Record excerpts ->
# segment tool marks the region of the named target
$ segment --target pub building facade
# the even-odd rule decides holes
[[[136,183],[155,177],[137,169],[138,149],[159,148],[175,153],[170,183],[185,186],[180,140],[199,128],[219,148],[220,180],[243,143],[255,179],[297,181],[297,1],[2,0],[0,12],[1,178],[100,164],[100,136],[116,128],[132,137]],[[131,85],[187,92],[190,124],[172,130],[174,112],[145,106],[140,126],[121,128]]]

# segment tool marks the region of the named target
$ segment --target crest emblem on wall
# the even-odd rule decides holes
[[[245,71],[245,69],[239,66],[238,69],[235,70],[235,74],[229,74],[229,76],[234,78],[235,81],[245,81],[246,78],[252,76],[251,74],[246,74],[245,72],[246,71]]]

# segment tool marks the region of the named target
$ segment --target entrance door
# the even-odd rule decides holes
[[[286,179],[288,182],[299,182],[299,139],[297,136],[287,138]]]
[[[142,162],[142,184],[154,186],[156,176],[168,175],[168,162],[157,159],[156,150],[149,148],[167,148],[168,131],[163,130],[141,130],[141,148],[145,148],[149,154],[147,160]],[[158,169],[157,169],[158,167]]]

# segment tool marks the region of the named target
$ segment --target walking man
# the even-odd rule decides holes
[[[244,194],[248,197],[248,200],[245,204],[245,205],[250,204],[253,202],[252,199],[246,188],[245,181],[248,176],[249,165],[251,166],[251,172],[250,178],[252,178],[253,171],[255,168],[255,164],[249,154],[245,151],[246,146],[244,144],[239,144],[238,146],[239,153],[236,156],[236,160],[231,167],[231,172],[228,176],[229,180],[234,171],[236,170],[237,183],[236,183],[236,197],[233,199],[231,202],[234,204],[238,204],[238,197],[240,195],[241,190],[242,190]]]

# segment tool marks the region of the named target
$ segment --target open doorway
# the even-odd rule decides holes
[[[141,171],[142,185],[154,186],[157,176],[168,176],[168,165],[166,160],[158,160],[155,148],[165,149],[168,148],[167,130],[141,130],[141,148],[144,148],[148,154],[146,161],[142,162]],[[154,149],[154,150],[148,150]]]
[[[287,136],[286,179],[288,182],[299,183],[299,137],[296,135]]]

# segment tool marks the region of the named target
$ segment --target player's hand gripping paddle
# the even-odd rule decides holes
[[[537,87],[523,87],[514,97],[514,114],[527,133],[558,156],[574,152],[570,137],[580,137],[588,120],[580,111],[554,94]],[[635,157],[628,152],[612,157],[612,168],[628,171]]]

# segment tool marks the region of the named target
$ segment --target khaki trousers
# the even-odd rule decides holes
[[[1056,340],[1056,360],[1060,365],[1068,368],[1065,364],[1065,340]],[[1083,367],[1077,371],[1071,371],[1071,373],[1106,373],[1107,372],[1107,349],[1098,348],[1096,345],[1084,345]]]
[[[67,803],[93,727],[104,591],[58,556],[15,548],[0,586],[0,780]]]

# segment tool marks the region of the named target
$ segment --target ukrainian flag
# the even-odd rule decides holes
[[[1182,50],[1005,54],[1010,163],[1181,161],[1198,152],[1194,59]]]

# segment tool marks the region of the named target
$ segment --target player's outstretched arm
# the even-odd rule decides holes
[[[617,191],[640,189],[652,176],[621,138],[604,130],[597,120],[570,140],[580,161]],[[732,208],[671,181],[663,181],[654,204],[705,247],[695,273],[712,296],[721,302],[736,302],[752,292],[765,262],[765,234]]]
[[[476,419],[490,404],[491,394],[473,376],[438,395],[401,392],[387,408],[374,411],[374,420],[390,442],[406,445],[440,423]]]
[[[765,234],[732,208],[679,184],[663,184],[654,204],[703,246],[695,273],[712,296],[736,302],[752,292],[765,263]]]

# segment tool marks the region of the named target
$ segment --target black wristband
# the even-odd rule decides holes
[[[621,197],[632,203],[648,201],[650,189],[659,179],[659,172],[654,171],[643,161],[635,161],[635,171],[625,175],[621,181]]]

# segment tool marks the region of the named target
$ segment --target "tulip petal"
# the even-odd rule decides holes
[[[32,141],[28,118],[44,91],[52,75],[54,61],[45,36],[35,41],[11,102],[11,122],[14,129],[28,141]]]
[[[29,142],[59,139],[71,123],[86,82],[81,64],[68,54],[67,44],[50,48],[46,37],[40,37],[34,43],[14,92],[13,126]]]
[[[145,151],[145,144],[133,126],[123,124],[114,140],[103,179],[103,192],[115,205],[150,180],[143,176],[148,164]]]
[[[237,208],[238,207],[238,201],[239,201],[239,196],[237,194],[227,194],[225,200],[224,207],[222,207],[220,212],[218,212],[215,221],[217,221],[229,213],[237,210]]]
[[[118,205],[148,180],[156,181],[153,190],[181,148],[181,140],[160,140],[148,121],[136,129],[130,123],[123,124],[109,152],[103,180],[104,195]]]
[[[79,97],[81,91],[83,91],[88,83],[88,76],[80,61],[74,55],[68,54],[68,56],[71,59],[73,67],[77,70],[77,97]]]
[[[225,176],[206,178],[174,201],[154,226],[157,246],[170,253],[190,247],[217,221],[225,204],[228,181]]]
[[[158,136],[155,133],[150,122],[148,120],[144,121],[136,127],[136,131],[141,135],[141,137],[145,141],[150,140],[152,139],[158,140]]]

What to do ->
Pick out every line of the data above that contains the string "player", and copy each one in full.

Written reply ->
$ segment --target player's hand gripping paddle
$ segment --target player's outstretched arm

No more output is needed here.